TASK:
Please go through the entries below and copy out every line that contains the string "girl". Case counts.
--- Begin ---
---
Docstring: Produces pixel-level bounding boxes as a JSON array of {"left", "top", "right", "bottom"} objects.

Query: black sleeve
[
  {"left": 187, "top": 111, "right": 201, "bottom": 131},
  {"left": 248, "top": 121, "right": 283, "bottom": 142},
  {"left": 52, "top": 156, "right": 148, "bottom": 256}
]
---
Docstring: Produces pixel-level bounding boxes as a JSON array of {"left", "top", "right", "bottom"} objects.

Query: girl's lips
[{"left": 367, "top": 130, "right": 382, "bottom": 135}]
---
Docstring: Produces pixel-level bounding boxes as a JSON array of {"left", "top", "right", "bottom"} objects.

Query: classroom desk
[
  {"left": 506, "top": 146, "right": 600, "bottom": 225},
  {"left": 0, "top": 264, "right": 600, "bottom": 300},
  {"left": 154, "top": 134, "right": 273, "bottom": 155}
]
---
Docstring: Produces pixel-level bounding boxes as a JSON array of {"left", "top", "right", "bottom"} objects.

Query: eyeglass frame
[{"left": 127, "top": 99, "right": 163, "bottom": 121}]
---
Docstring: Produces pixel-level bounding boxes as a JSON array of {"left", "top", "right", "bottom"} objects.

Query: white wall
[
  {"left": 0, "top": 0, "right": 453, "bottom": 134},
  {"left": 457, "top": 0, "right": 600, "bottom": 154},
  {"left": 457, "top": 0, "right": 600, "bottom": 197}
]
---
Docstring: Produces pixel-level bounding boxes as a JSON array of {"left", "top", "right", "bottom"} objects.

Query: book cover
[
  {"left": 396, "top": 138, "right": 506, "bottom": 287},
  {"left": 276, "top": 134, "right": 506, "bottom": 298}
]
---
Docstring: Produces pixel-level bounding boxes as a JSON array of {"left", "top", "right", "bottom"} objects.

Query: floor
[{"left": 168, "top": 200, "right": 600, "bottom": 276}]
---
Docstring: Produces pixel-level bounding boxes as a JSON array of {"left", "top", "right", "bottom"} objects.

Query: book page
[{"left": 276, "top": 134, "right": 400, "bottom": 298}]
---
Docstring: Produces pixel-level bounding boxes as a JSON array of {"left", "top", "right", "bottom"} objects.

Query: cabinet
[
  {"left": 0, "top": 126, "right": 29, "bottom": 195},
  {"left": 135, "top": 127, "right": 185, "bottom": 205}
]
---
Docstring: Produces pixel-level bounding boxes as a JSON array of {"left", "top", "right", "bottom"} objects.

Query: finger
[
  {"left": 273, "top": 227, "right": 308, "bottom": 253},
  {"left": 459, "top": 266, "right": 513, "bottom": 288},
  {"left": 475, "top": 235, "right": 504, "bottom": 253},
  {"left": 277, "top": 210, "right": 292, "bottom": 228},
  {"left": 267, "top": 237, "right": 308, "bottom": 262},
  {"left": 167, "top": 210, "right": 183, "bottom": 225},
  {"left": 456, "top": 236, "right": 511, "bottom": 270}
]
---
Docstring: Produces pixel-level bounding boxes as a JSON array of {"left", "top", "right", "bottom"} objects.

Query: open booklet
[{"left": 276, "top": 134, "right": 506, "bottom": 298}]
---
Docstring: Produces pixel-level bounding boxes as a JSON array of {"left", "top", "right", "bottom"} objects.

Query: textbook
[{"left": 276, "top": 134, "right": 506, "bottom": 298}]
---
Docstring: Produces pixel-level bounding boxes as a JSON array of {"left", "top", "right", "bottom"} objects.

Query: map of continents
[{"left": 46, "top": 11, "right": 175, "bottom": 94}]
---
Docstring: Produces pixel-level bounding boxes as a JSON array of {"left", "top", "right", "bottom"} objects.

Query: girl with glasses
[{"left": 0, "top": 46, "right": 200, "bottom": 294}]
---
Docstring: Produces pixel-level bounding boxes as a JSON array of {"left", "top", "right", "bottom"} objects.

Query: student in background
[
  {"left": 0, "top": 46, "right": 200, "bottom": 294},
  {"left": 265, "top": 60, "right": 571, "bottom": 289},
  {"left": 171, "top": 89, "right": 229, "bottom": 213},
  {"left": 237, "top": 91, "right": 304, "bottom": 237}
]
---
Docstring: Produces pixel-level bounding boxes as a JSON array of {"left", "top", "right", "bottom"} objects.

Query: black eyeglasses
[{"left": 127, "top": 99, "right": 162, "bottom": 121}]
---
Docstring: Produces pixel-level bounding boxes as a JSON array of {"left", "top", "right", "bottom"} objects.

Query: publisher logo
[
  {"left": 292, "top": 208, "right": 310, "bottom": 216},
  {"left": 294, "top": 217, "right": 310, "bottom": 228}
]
--- End ---
PROBLEM SOLUTION:
Query: girl's lips
Query: girl with glasses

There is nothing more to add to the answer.